**What you should do:** The reply should be an exact transcription of every record.

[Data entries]
┄┄┄┄┄┄┄┄┄┄

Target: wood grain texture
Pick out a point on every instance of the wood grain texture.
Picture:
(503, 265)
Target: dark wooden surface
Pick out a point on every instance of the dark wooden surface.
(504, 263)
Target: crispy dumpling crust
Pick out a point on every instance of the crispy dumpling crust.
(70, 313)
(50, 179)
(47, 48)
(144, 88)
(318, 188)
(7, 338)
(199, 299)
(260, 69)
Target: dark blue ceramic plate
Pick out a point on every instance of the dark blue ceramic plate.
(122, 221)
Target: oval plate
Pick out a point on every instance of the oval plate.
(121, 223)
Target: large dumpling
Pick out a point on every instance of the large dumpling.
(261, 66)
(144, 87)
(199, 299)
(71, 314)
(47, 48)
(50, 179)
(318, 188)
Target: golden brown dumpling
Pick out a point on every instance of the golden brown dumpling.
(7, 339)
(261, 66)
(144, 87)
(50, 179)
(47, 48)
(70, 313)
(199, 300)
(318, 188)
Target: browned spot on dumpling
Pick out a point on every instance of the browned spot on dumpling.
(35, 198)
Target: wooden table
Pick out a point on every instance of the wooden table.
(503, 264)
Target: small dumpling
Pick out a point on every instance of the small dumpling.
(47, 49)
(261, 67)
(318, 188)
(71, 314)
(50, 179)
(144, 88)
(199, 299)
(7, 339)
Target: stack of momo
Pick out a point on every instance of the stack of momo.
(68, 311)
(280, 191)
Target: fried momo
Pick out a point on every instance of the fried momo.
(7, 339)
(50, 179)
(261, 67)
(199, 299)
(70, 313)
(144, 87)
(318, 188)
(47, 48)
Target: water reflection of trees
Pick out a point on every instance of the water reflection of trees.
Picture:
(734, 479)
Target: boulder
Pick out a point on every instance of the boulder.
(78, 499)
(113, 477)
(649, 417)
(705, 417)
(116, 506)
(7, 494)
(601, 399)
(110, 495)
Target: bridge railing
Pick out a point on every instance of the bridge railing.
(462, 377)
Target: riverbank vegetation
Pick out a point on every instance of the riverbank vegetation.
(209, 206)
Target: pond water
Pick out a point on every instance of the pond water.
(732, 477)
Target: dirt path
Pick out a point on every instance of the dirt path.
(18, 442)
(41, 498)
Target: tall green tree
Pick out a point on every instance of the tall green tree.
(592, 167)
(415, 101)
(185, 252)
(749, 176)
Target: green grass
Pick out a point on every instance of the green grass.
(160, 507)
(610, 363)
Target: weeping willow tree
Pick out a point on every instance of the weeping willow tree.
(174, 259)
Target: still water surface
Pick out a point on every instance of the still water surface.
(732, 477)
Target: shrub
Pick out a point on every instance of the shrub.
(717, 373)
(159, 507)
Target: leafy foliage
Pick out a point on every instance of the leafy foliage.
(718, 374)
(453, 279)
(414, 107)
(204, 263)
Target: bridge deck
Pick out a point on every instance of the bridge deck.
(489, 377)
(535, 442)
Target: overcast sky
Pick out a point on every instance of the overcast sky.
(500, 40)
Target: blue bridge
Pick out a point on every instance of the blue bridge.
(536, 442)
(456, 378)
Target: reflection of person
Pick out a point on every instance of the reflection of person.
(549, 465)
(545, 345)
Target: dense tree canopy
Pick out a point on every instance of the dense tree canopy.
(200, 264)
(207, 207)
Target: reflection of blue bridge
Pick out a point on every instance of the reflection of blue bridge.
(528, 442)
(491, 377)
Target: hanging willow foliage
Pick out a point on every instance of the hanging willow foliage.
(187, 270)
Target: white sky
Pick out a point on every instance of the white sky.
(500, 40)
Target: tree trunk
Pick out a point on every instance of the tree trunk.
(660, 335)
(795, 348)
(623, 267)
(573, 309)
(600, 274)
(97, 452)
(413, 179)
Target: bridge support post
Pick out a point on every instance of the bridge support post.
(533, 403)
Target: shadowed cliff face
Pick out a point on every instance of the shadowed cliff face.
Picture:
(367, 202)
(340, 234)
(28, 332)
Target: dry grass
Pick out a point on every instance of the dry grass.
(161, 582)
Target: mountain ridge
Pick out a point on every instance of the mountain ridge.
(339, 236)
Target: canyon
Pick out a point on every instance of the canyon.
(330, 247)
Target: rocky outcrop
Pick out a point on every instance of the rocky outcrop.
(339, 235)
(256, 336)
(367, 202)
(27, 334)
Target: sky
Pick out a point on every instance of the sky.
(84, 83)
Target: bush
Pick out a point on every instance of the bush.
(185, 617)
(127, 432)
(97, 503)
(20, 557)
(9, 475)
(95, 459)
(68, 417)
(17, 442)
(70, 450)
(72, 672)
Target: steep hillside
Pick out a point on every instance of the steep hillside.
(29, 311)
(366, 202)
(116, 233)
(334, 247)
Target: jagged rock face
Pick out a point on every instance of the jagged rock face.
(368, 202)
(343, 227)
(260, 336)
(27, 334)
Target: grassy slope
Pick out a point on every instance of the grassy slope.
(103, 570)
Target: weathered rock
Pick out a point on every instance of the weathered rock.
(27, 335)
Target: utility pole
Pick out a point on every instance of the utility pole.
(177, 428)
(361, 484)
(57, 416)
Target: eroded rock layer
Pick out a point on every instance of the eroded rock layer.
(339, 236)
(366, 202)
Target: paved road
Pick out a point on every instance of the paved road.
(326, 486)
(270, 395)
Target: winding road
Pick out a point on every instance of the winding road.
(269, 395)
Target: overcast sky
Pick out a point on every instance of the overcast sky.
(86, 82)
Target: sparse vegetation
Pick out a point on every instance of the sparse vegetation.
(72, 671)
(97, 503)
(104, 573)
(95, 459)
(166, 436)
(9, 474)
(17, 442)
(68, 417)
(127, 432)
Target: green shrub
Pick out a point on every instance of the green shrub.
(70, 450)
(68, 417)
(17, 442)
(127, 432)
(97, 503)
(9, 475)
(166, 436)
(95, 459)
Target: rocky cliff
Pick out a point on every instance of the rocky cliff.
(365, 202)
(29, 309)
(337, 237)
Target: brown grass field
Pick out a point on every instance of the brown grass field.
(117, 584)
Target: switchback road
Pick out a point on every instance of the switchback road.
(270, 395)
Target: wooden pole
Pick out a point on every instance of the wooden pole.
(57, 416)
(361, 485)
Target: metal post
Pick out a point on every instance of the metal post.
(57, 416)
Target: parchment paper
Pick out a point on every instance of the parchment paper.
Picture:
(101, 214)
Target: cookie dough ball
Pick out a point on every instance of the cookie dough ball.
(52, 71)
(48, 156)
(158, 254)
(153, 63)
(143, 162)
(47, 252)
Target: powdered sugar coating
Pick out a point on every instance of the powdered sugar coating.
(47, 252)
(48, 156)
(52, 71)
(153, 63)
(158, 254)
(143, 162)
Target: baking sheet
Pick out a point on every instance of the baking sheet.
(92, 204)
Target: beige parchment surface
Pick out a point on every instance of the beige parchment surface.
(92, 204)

┄┄┄┄┄┄┄┄┄┄

**Solution for this task:**
Target: wood grain texture
Pick out a point on every instance of the wood grain texture.
Picture:
(503, 265)
Target: dark wooden surface
Pick out a point on every instance of the dark wooden surface.
(504, 263)
Target: crispy dumpling crust
Pick out a point on every instance of the crispy dumpling crust.
(70, 313)
(50, 179)
(47, 48)
(144, 88)
(318, 188)
(7, 338)
(199, 299)
(260, 69)
Target: dark blue ceramic plate
Pick out a point on every instance of the dark blue ceramic plate.
(122, 221)
Target: oval plate
Pick out a point on every instance of the oval plate.
(121, 223)
Target: large dumpling
Pick out a point on every instance of the large dumpling.
(261, 66)
(144, 87)
(199, 299)
(71, 314)
(47, 48)
(50, 179)
(318, 188)
Target: golden brown dumpling
Pick out a point on every instance of the golden brown dumpling.
(7, 339)
(261, 66)
(144, 87)
(50, 179)
(47, 48)
(70, 313)
(199, 300)
(318, 188)
Target: browned spot on dumpling
Pick out a point on every instance of the browned spot on dumpling.
(35, 198)
Target: wooden table
Pick out a point on every instance of the wooden table.
(503, 264)
Target: small dumpling
Pick out a point on every instance of the small dumpling.
(47, 49)
(261, 67)
(318, 188)
(71, 314)
(50, 179)
(144, 88)
(199, 299)
(7, 339)
Target: stack of momo
Pick out a point on every instance of the stack of momo.
(68, 311)
(280, 191)
Target: fried momo
Pick out a point on every instance of the fried momo.
(7, 339)
(50, 179)
(261, 67)
(199, 299)
(70, 313)
(144, 87)
(318, 188)
(47, 48)
Target: water reflection of trees
Pick out a point on every instance of the water reflection of trees.
Picture:
(734, 479)
Target: boulder
Pick out a point on every instance of the boulder.
(78, 499)
(113, 477)
(649, 417)
(705, 417)
(116, 506)
(7, 494)
(601, 399)
(110, 495)
Target: bridge railing
Pick out a point on every instance of the bridge railing.
(462, 377)
Target: riverbank vegetation
Pick out a point on every instance of the riverbank vegetation.
(209, 206)
Target: pond water
Pick out a point on every instance of the pond water.
(732, 477)
Target: dirt path
Pick out a point on every instance of the dirt path.
(18, 442)
(41, 498)
Target: tall green tree
Pick out a point on every instance of the tall green tree.
(592, 167)
(415, 101)
(185, 252)
(749, 176)
Target: green grass
Pick out a point on every instance of the green grass.
(160, 507)
(610, 363)
Target: weeping willow tree
Pick out a point on every instance of the weeping willow tree.
(174, 259)
Target: still water surface
Pick out a point on every instance of the still water surface.
(732, 477)
Target: shrub
Pick out a point on every instance of the shrub.
(717, 373)
(159, 507)
Target: leafy foliage
Pick out a point on every instance of the leafy foliage.
(718, 374)
(453, 279)
(414, 107)
(204, 263)
Target: bridge deck
Pick out a point on every instance of the bridge deck.
(489, 377)
(535, 442)
Target: overcast sky
Pick out a point on every instance of the overcast sky.
(500, 40)
Target: blue bridge
Pick out a point on every instance of the blue bridge.
(536, 442)
(456, 378)
Target: reflection of person
Pick out a point on every instance of the reflection of person.
(549, 465)
(545, 345)
Target: dense tree canopy
Pick out a point on every instance of the dense tree canopy.
(200, 264)
(207, 207)
Target: reflection of blue bridge
Pick out a point on every instance of the reflection of blue bridge.
(528, 442)
(491, 377)
Target: hanging willow foliage
Pick out a point on every instance of the hanging willow foliage.
(187, 270)
Target: white sky
Pick out a point on every instance of the white sky.
(500, 40)
Target: tree trunk
Pick out a point on every instance of the tree trunk.
(660, 335)
(795, 348)
(623, 267)
(573, 309)
(600, 274)
(97, 452)
(413, 179)
Target: bridge support post
Pick out a point on every instance of the bridge support post.
(533, 403)
Target: shadowed cliff face
Pick out a point on every instance of the shadowed cliff face.
Picture:
(367, 202)
(340, 234)
(28, 332)
Target: dry grass
Pick out a point on every instance of the dry grass.
(161, 582)
Target: mountain ridge
Pick out a point on every instance of the mountain ridge.
(339, 236)
Target: canyon
Pick out a point on every instance of the canyon.
(330, 247)
Target: rocky outcrop
Pick out a point on every instance of the rocky outcrop.
(339, 235)
(256, 336)
(367, 202)
(27, 334)
Target: sky
Pick out a point on every instance of the sky.
(84, 83)
Target: bush
Pick out a point on every instance of the bush.
(185, 617)
(127, 432)
(97, 503)
(20, 557)
(9, 475)
(95, 459)
(68, 417)
(17, 442)
(70, 450)
(72, 672)
Target: steep hillside
Pick out a point on every instance of the steep hillside.
(29, 311)
(366, 202)
(116, 233)
(334, 247)
Target: jagged rock face
Pick out a point on every instance of the jagged rock face.
(368, 202)
(343, 227)
(260, 336)
(27, 334)
Target: grassy slope
Pick out a point on every instance of the grassy slope.
(103, 570)
Target: weathered rock
Pick out a point on every instance of the weathered rock.
(27, 335)
Target: utility pole
Pick out a point on every instance of the utility pole.
(177, 428)
(361, 484)
(57, 416)
Target: eroded rock layer
Pick out a point on every instance of the eroded rock layer.
(339, 236)
(366, 202)
Target: paved road
Pick out a point on every instance of the paved road.
(326, 486)
(270, 395)
Target: winding road
Pick out a point on every instance of the winding road.
(269, 395)
Target: overcast sky
Pick out a point on every instance of the overcast sky.
(86, 82)
Target: sparse vegetation
Pick out a point on every instance of the sparse vegetation.
(72, 671)
(97, 503)
(104, 573)
(95, 459)
(166, 436)
(9, 474)
(17, 442)
(68, 417)
(127, 432)
Target: green shrub
Pick out a point on every instance of the green shrub.
(70, 450)
(68, 417)
(17, 442)
(127, 432)
(97, 503)
(9, 475)
(166, 436)
(95, 459)
Target: rocky cliff
Pick out a point on every instance of the rocky cliff.
(365, 202)
(29, 309)
(337, 237)
Target: brown grass field
Pick out a point on every instance of the brown grass field.
(117, 584)
Target: switchback road
Pick out a point on every instance of the switchback road.
(270, 395)
Target: wooden pole
Pick out a point on every instance of the wooden pole.
(57, 416)
(361, 485)
Target: metal post
Pick out a point on every instance of the metal post.
(57, 416)
Target: parchment paper
Pick out a point on every instance of the parchment paper.
Picture:
(101, 214)
Target: cookie dough ball
Pick out a point on every instance of the cookie dough ball.
(52, 71)
(48, 156)
(158, 254)
(153, 63)
(143, 162)
(47, 252)
Target: powdered sugar coating
Pick out a point on every instance of the powdered sugar coating.
(47, 252)
(48, 156)
(52, 71)
(153, 63)
(158, 254)
(143, 162)
Target: baking sheet
Pick out a point on every instance of the baking sheet.
(92, 204)
Target: beige parchment surface
Pick out a point on every instance of the beige parchment surface.
(92, 204)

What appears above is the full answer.